═══ Page excerpt ═══

I found my fan club (one was mad because he’d turned away for a minute and missed my finish) and had a bottle of water. My cousin, who had walked there from her place, found us and we tried the BBQ. There was also beer gardens, but it was pretty sparsely occupied. I can’t imagine too many runners wanting a drink after a big run, and it was still only about 11:00 in the morning… I’m sure the licensing and tent rentals for the beer gardens cost a lot, and was something that could easily be eliminated in future years. I think the organizers have visions of this becoming something of a family event and festival, but the time of day runs are held aren’t exactly conducive to beer drinking.

Overall, this was a great event, and one I will try to run again next year. Racing during harvest time is tricky, but this was a really good one to make an effort for. The tough course, nice shirt, medal (for a 5K – rare!), kids’ activities and food made it a great day. The drawbacks for me were the parking (even just moving this to a Sunday when meter parking is free in Saskatoon would help), and the confusing finish. I also hope that the money spent on having a beer gardens that likely didn’t pay for itself will be donated to the event’s chosen charity instead in the future.

Next up, the Sask50 Ultra. Well, not really. More on that soon!

The Terry Fox Run

On Thursday morning my kids’ school hosted their annual Terry Fox Run. The morning was overcast, windy and cold, so we bundled up and headed into town.

═══

Task requirements =
[1] Answer these questions about the race recap:
(a) About what time of day was it when the writer noted the beer gardens were sparsely occupied?
(b) What change to parking does the writer suggest would help?
(c) What was the weather like on the morning of the Terry Fox Run?
[2] Reproduce the race recap verbatim, everything from "On Thursday morning" down to "headed into town.".
[3] Pick up the race recap after its final sentence and keep writing.
The data below this point comes from a different source than the race recap.

═══ Data provided ═══

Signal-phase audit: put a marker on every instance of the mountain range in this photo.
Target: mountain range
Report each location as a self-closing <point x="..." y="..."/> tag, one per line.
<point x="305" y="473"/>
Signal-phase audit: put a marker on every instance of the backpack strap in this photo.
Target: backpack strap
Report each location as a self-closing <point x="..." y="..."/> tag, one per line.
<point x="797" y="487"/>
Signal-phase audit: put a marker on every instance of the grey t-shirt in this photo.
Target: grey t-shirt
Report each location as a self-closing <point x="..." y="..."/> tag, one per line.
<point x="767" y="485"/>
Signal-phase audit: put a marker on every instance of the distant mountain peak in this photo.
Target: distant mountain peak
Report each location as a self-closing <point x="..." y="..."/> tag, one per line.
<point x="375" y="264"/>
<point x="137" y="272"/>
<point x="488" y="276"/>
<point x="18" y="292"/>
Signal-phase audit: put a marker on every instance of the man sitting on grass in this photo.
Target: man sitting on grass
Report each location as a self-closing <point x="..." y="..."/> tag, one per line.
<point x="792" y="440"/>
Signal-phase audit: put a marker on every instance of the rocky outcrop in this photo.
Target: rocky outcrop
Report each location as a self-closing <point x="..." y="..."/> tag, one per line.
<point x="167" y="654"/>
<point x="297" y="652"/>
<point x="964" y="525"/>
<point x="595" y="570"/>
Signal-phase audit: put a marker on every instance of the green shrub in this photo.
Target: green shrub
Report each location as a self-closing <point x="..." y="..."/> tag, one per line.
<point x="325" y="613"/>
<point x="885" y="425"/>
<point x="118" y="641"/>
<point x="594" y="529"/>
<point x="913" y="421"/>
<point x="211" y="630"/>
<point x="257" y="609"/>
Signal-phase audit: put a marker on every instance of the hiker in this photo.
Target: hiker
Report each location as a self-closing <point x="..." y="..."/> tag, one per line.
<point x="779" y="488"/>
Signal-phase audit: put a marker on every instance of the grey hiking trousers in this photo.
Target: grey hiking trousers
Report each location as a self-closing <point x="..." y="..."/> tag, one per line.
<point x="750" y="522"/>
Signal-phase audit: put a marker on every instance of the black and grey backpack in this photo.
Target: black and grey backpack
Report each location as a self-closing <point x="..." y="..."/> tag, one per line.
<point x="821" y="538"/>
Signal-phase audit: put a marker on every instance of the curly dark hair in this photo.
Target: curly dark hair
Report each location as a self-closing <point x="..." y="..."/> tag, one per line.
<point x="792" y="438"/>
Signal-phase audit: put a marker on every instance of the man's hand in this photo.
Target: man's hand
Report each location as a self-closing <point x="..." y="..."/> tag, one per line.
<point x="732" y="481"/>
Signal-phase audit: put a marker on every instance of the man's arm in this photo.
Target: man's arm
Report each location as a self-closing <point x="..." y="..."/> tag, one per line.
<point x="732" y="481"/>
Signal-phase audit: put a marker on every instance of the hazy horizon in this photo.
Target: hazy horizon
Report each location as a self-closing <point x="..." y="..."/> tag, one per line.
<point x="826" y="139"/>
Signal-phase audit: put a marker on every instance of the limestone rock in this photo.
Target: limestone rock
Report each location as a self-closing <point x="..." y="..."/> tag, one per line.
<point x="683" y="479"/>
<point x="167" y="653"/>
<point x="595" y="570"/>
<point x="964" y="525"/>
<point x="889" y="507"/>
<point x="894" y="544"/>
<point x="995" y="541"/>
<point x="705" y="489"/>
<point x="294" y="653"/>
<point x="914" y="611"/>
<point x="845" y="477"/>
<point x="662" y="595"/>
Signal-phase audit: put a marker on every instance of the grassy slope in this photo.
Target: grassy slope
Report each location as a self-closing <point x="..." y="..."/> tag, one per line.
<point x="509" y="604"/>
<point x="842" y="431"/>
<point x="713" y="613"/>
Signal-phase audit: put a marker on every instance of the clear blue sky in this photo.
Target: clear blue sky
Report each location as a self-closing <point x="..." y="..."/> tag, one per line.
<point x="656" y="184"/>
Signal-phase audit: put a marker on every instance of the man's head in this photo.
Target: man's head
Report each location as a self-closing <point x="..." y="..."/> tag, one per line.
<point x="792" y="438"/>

═══
═══ Data provided ═══

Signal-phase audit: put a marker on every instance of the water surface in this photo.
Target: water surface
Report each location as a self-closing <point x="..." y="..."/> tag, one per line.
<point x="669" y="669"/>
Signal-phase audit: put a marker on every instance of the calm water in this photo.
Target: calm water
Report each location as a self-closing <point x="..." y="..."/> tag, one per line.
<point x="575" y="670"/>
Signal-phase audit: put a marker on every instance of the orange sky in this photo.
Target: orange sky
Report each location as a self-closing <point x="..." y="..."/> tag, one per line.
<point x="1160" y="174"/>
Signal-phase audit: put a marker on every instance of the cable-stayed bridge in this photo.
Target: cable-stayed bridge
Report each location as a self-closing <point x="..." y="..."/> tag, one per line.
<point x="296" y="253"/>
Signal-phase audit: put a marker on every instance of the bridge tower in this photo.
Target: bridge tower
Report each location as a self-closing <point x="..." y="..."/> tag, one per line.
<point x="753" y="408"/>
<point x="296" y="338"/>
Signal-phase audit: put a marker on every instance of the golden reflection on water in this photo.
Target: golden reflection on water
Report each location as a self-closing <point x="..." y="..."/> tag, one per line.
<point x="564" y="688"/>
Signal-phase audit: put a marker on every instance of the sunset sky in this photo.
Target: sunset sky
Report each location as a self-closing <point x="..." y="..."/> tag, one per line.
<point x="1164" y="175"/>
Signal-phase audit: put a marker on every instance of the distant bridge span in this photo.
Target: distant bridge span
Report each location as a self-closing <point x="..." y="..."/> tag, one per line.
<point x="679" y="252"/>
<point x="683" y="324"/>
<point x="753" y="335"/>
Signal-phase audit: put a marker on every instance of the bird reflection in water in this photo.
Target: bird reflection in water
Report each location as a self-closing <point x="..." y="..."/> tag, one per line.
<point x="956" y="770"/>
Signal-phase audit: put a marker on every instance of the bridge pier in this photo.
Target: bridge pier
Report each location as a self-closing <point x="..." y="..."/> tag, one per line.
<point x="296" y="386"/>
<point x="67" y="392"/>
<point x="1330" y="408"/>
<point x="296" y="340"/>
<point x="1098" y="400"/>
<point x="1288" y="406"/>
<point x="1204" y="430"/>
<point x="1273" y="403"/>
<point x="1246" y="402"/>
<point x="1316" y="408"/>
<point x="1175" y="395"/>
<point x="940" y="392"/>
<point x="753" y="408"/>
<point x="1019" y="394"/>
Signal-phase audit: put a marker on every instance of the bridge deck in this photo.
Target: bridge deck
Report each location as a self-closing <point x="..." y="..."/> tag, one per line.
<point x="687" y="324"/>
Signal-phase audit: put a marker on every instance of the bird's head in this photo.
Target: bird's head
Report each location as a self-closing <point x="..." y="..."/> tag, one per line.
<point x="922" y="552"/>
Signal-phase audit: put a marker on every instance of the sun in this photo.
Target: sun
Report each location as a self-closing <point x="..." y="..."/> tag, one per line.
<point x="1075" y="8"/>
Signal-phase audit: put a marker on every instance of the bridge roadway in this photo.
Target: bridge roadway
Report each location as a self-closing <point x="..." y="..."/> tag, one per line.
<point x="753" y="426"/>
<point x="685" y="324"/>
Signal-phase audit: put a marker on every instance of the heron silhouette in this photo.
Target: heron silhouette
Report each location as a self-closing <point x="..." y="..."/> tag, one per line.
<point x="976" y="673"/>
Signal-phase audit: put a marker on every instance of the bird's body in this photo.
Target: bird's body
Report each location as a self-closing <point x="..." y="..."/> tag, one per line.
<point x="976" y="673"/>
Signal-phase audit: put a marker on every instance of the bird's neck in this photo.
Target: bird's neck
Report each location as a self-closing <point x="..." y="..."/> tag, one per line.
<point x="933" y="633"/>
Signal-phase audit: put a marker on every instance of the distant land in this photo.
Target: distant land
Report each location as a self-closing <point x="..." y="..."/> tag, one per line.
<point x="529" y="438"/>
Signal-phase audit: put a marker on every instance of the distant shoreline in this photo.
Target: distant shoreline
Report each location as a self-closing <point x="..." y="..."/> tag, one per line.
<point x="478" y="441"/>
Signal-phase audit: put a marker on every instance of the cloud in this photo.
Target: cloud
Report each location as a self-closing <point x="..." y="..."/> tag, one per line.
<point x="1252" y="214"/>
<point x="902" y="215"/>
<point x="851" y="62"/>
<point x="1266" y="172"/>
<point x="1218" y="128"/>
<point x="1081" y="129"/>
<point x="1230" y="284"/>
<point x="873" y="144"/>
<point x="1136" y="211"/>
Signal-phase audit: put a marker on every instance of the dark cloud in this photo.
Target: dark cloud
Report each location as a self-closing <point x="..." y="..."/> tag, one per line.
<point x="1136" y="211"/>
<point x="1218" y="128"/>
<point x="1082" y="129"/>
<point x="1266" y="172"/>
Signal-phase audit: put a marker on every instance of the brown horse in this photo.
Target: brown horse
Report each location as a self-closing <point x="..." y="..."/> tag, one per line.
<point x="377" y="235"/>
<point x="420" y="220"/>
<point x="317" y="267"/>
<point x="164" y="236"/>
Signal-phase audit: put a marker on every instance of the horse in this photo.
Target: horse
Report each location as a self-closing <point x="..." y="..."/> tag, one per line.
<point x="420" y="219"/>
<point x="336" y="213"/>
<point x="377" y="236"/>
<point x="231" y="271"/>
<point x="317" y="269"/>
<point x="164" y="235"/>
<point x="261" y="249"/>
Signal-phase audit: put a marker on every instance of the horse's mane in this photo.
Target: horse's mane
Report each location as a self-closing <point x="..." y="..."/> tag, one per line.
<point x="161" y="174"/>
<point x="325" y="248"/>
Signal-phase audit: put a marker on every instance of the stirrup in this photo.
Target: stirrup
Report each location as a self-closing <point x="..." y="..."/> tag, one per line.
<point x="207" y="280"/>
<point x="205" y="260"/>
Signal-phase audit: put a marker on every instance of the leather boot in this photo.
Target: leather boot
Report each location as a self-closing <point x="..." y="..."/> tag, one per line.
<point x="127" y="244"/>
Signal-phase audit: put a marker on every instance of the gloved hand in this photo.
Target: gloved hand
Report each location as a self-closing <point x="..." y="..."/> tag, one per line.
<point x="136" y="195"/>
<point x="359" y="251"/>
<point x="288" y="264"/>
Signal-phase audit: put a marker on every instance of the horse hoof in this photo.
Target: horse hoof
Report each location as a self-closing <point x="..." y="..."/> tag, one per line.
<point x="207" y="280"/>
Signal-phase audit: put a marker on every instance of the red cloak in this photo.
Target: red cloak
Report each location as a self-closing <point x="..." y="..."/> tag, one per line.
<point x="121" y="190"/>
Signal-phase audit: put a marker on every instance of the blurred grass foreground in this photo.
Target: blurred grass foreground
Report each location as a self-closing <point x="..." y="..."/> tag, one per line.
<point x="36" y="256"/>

═══

Answer list =
[1]
(a) About 11:00 in the morning.
(b) Moving the event to a Sunday, when meter parking is free in Saskatoon.
(c) Overcast, windy and cold.

[2]
On Thursday morning my kids’ school hosted their annual Terry Fox Run. The morning was overcast, windy and cold, so we bundled up and headed into town.

[3]
The School and Community Council put on a pancake breakfast first for all community members with all proceeds going to the Terry Fox Run. There was a break for about an hour between breakfast and the run, so I delivered the boys to preschool and my daughter went back to kindergarten for a bit. A friend who is on maternity leave had come with her baby for breakfast, so it was nice to chat with her for a while before the run began.

The preschool had planned a route of about 600m for their run, but knowing my kids wouldn’t be satisfied with that I declined to take other kids along with me. I felt kind of bad for not helping out with the rest of the preschool, but with three adults for twelve kids I thought they could manage fine without me. My four year old twin boys and I joined the group at the front of the school waiting to run and off we went.

I was right about the distance. We came to the preschool turn-around point and the boys didn’t even slow down, they just kept running with the older kids. We continued on out of town along a sand road. We had been told to turn around at the stop sign, and this was an unused road so I let one of the boys run ahead of us with some bigger kids.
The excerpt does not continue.